◆ To be done ◆
From the net metering text, extract the passage starting at "Customers may request" up to and including "by the customer.", copied word for word.

◆ Text shown ◆
= = = = = = =

Customers are generally credited in kilowatt-hours (kWh), valued at an amount per kWh equal to the sum of delivery service charges and supply service charges for residential customers, and equal to the sum of the volumetric energy (kWh) components of the delivery service charges and supply service charges for non-residential customers, for any net excess generation (NEG) in a billing period. NEG is carried over to subsequent billing periods to offset a customer's consumption in those billing periods until all credits are used or at least until the end of a 12-month annual period. In essence, NEG is carried over to the customer's next bill at the utility's retail rate. The default annual period begins during the month in which the system is interconnected, but the customer is permitted to change the period once in order to better utilize excess generation. An exception to retail crediting exists for certain community-owned systems (i.e., those with multiple subscribers). Subscribers to the output of a community-owned system that is located behind a customer meter or as a stand-alone facility only receive retail credit if they are located on the same distribution feeder as the facility. Those that are not on the same distribution feeder only receive credit at the wholesale energy supply rate.
Customers may request a payment for unused NEG at the end of the annualized period at the supply service rate, but it does not appear that they are required to do so, meaning that NEG can be rolled over indefinitely at the choice of the customer. Should the customer request a payment for annual NEG, the supplier is permitted to submit the payment as a bill credit if it is less than $25.00. Customers retain ownership of renewable-energy credits (RECs) associated with electricity produced and consumed by the customer.
Competitive utilities -- including competitive municipal utilities and competitive electric cooperatives -- must provide net-metered customers electric service at nondiscriminatory rates that are identical, with respect to rate structure and monthly charges, to the rates that a customer that is not net metering would be charged. Competitive utilities may not charge a net-metered customer any stand-by fees or similar charges, with the exception that the Delaware Energy Office will promulgate rules that allow DEC and municipal electric companies to request to assess non-residential net-metered customers a fee or charge "if the electric utility's direct costs of interconnection and administration of net metering for these customer classes outweigh the distribution system, environmental and public-policy benefits of allocating the costs among the [utility's] entire customer base."

= = = = = = =

◆ Records shown ◆
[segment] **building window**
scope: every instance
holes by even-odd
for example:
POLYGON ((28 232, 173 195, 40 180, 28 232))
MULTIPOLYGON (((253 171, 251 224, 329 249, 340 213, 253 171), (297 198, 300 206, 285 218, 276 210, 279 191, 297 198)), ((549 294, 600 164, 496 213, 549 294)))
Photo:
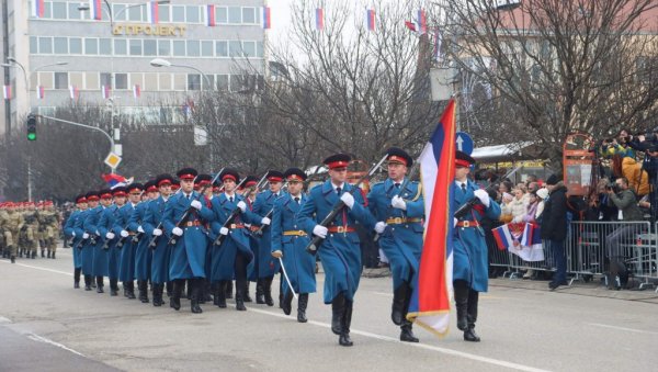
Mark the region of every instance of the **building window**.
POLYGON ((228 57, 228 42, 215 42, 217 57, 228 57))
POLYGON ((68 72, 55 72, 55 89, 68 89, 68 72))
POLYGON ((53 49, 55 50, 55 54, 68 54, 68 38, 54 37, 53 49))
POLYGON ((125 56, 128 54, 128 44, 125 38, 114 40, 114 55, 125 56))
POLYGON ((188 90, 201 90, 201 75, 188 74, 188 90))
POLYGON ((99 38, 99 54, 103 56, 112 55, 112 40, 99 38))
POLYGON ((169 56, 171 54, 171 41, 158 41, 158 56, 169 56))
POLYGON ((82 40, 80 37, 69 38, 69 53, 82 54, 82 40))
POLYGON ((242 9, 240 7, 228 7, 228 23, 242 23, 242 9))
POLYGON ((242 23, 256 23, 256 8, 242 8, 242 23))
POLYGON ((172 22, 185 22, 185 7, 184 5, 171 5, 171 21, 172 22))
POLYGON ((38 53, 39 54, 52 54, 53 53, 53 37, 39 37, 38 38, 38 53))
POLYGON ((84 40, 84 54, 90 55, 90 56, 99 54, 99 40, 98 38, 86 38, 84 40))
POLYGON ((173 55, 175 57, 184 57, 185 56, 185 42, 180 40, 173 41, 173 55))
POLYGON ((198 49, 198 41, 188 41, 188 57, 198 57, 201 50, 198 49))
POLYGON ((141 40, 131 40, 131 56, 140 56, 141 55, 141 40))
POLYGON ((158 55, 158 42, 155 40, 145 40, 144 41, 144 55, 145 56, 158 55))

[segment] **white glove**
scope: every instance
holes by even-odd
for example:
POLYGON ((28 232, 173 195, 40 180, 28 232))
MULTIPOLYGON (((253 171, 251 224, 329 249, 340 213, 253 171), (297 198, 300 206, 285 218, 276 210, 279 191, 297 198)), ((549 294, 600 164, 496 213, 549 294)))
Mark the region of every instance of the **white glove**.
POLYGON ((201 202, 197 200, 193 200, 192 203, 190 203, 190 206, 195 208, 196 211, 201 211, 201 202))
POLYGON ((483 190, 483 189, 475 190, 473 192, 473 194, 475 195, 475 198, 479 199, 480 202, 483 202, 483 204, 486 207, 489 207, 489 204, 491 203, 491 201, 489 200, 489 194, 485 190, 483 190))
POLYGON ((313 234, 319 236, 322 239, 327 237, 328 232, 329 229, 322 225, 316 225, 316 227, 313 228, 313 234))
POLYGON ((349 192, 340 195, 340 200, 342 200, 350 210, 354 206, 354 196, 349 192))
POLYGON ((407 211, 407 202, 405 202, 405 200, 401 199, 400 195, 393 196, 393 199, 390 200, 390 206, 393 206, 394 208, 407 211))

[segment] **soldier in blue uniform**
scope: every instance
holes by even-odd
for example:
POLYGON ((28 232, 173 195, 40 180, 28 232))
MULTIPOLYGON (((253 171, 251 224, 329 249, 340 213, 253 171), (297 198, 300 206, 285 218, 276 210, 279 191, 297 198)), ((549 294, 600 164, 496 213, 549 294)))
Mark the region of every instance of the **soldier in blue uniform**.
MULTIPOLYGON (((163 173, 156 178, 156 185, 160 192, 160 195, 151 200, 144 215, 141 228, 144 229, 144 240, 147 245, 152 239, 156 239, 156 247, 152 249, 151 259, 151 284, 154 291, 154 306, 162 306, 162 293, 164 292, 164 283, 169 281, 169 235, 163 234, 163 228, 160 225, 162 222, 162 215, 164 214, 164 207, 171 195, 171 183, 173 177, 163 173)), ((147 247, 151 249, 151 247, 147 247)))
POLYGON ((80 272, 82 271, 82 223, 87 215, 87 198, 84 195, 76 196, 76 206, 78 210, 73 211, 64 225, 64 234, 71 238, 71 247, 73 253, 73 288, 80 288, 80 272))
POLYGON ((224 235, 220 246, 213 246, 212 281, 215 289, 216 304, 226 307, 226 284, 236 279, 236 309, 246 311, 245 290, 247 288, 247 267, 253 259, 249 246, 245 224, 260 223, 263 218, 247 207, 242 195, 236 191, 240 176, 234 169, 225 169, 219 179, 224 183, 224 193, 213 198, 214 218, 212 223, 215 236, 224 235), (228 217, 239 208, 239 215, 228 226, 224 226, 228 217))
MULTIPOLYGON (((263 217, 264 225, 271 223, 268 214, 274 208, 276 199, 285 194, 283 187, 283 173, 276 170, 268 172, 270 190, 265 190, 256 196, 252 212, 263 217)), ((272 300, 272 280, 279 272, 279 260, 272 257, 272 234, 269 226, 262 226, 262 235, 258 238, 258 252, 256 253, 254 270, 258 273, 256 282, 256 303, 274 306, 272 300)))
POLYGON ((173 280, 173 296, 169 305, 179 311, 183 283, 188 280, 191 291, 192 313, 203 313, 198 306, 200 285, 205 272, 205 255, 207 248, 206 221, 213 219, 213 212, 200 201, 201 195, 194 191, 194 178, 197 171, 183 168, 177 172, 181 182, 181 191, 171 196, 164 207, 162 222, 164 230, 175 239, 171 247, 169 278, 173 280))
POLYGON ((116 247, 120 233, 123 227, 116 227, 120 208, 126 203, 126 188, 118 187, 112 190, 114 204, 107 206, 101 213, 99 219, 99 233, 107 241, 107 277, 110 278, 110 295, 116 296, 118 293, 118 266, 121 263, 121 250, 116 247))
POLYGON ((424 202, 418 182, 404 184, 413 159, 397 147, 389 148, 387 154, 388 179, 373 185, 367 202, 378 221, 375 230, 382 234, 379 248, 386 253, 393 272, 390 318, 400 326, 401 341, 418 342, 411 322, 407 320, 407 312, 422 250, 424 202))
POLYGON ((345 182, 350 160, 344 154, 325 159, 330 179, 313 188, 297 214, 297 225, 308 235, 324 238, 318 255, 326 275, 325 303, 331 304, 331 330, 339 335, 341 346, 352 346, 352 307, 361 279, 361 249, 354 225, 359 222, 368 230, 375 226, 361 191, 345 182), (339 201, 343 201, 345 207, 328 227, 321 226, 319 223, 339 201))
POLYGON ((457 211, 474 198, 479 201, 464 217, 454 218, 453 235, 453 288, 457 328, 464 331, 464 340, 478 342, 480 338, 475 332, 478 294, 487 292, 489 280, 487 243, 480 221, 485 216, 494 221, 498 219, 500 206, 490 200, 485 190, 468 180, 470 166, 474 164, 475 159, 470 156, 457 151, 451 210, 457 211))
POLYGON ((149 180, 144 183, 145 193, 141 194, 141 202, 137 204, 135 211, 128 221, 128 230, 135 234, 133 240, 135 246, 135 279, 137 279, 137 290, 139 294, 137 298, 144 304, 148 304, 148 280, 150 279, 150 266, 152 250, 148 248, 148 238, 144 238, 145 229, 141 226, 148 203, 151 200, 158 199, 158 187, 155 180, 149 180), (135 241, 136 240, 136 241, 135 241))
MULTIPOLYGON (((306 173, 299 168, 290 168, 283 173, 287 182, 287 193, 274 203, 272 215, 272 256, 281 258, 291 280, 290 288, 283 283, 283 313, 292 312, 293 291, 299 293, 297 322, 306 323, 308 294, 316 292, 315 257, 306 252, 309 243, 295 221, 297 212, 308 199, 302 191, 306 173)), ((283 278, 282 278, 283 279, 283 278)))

= = = = = = =

◆ Result of this exercise ◆
Customers may request a payment for unused NEG at the end of the annualized period at the supply service rate, but it does not appear that they are required to do so, meaning that NEG can be rolled over indefinitely at the choice of the customer. Should the customer request a payment for annual NEG, the supplier is permitted to submit the payment as a bill credit if it is less than $25.00. Customers retain ownership of renewable-energy credits (RECs) associated with electricity produced and consumed by the customer.